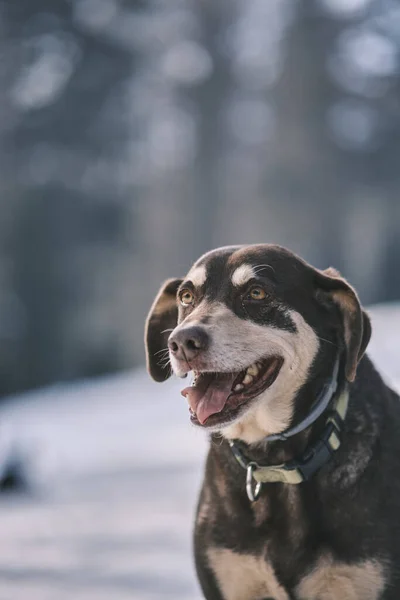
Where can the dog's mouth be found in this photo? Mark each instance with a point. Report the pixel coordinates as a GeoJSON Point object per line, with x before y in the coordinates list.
{"type": "Point", "coordinates": [216, 398]}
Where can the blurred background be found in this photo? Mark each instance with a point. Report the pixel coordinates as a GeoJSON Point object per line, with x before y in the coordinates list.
{"type": "Point", "coordinates": [134, 136]}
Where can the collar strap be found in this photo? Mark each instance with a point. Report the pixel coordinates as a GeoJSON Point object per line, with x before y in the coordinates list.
{"type": "Point", "coordinates": [303, 469]}
{"type": "Point", "coordinates": [319, 406]}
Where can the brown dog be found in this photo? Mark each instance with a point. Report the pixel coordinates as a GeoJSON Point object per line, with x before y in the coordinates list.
{"type": "Point", "coordinates": [300, 498]}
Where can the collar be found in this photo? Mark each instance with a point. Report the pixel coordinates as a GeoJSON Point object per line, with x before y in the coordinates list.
{"type": "Point", "coordinates": [316, 456]}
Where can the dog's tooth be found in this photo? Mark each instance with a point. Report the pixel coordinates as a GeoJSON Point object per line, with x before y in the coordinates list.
{"type": "Point", "coordinates": [248, 379]}
{"type": "Point", "coordinates": [253, 370]}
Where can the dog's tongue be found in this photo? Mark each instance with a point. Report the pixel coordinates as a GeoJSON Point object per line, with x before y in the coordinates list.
{"type": "Point", "coordinates": [209, 394]}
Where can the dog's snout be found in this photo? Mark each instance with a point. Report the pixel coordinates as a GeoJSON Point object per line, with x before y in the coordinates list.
{"type": "Point", "coordinates": [187, 343]}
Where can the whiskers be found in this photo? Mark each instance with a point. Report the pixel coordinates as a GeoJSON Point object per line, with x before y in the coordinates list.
{"type": "Point", "coordinates": [164, 360]}
{"type": "Point", "coordinates": [327, 341]}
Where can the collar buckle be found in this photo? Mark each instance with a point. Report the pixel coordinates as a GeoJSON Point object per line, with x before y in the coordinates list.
{"type": "Point", "coordinates": [252, 495]}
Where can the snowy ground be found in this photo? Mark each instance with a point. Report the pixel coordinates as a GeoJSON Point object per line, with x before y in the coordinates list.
{"type": "Point", "coordinates": [115, 469]}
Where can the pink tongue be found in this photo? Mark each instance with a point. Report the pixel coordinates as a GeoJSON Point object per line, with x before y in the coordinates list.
{"type": "Point", "coordinates": [210, 393]}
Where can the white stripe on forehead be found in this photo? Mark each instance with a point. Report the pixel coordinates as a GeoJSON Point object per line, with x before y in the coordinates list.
{"type": "Point", "coordinates": [243, 274]}
{"type": "Point", "coordinates": [198, 276]}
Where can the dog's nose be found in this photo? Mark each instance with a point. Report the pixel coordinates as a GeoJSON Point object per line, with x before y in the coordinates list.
{"type": "Point", "coordinates": [187, 343]}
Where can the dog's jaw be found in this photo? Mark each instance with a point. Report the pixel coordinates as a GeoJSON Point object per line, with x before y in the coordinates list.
{"type": "Point", "coordinates": [236, 344]}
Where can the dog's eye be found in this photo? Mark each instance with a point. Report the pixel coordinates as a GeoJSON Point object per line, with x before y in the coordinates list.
{"type": "Point", "coordinates": [257, 293]}
{"type": "Point", "coordinates": [186, 297]}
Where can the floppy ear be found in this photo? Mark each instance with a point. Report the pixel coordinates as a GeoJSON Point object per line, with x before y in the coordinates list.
{"type": "Point", "coordinates": [161, 320]}
{"type": "Point", "coordinates": [356, 323]}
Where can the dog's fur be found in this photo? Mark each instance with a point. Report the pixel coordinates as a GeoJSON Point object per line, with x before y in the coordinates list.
{"type": "Point", "coordinates": [335, 537]}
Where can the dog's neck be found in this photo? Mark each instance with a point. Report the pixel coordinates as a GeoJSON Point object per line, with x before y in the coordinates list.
{"type": "Point", "coordinates": [275, 452]}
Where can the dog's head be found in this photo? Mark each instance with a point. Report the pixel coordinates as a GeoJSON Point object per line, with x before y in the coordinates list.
{"type": "Point", "coordinates": [253, 324]}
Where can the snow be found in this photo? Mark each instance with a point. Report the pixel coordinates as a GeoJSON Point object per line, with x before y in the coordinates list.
{"type": "Point", "coordinates": [115, 469]}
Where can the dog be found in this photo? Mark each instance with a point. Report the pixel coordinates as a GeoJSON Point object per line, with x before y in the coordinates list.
{"type": "Point", "coordinates": [301, 493]}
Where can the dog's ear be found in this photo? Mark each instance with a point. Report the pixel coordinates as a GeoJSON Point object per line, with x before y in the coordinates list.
{"type": "Point", "coordinates": [161, 320]}
{"type": "Point", "coordinates": [356, 323]}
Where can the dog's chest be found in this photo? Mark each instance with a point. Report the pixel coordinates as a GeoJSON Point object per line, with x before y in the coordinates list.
{"type": "Point", "coordinates": [249, 577]}
{"type": "Point", "coordinates": [262, 549]}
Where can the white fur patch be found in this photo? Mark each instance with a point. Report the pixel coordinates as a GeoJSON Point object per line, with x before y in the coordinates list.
{"type": "Point", "coordinates": [236, 344]}
{"type": "Point", "coordinates": [198, 276]}
{"type": "Point", "coordinates": [242, 275]}
{"type": "Point", "coordinates": [244, 577]}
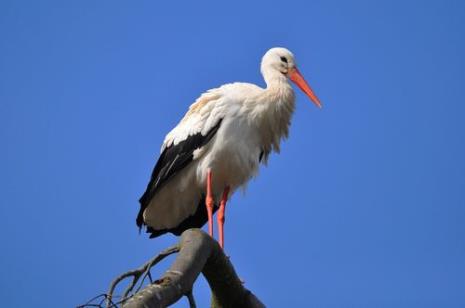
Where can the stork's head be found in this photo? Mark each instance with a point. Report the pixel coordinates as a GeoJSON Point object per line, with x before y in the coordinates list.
{"type": "Point", "coordinates": [279, 63]}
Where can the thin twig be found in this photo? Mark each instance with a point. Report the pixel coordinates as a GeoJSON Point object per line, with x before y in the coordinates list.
{"type": "Point", "coordinates": [137, 273]}
{"type": "Point", "coordinates": [190, 297]}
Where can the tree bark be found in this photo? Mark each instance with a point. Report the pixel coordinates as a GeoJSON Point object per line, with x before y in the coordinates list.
{"type": "Point", "coordinates": [198, 253]}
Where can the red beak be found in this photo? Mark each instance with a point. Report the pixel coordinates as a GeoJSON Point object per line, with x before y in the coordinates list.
{"type": "Point", "coordinates": [299, 80]}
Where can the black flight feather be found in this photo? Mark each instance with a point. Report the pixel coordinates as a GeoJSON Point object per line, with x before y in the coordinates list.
{"type": "Point", "coordinates": [172, 160]}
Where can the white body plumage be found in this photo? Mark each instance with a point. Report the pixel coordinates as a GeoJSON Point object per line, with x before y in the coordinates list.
{"type": "Point", "coordinates": [252, 121]}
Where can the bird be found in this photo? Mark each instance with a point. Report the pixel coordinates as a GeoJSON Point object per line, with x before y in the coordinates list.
{"type": "Point", "coordinates": [218, 146]}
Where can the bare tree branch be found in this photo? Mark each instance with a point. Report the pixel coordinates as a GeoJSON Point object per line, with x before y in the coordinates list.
{"type": "Point", "coordinates": [137, 273]}
{"type": "Point", "coordinates": [198, 252]}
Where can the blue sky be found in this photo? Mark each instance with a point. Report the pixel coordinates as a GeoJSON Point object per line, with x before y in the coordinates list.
{"type": "Point", "coordinates": [364, 207]}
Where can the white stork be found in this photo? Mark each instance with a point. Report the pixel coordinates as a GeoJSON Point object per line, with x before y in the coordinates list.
{"type": "Point", "coordinates": [218, 146]}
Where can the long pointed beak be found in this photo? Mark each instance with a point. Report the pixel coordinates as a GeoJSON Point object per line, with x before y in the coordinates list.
{"type": "Point", "coordinates": [299, 80]}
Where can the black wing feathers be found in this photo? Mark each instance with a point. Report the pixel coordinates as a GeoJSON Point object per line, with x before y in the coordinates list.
{"type": "Point", "coordinates": [172, 160]}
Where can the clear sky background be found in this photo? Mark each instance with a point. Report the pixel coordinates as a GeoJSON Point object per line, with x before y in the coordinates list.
{"type": "Point", "coordinates": [364, 207]}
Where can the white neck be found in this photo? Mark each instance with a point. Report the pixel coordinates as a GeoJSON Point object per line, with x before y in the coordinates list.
{"type": "Point", "coordinates": [274, 119]}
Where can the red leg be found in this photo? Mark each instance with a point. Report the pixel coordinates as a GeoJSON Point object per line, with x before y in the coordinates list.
{"type": "Point", "coordinates": [221, 215]}
{"type": "Point", "coordinates": [209, 203]}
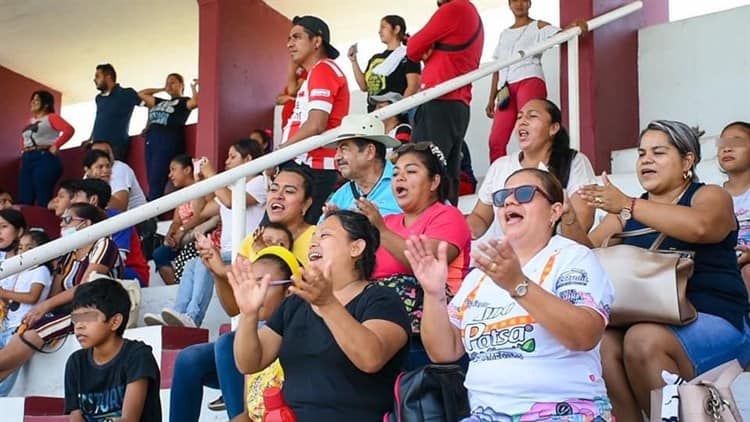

__Work to do__: Display, in full, each line above that contains the string "white".

__Written response__:
Where can the white stripe on forehead be found in this photo? Mark each instance with a point. Report the pixel coordinates as a GeoJSON Point object per line, with x before y in the coordinates list.
Where can the white fur patch be found in this photo? Mark each instance with a point. Report the pixel coordinates as a GeoJSON Point object per line, with x before y in the coordinates list.
Where can the white body plumage be found in this photo? Mark each instance with a point. Report the pixel coordinates as a GeoJSON Point object per line, with x before y in the coordinates list.
Where can the white stork be found in this photo? Mark each instance with a point. Report the pixel coordinates as a GeoJSON Point object per line, with x before y in the coordinates list.
Where can the white neck be found in this photo? Mark each instance with a point. Report the pixel coordinates as a GeoJSON Point object per line, with x before y in the coordinates list.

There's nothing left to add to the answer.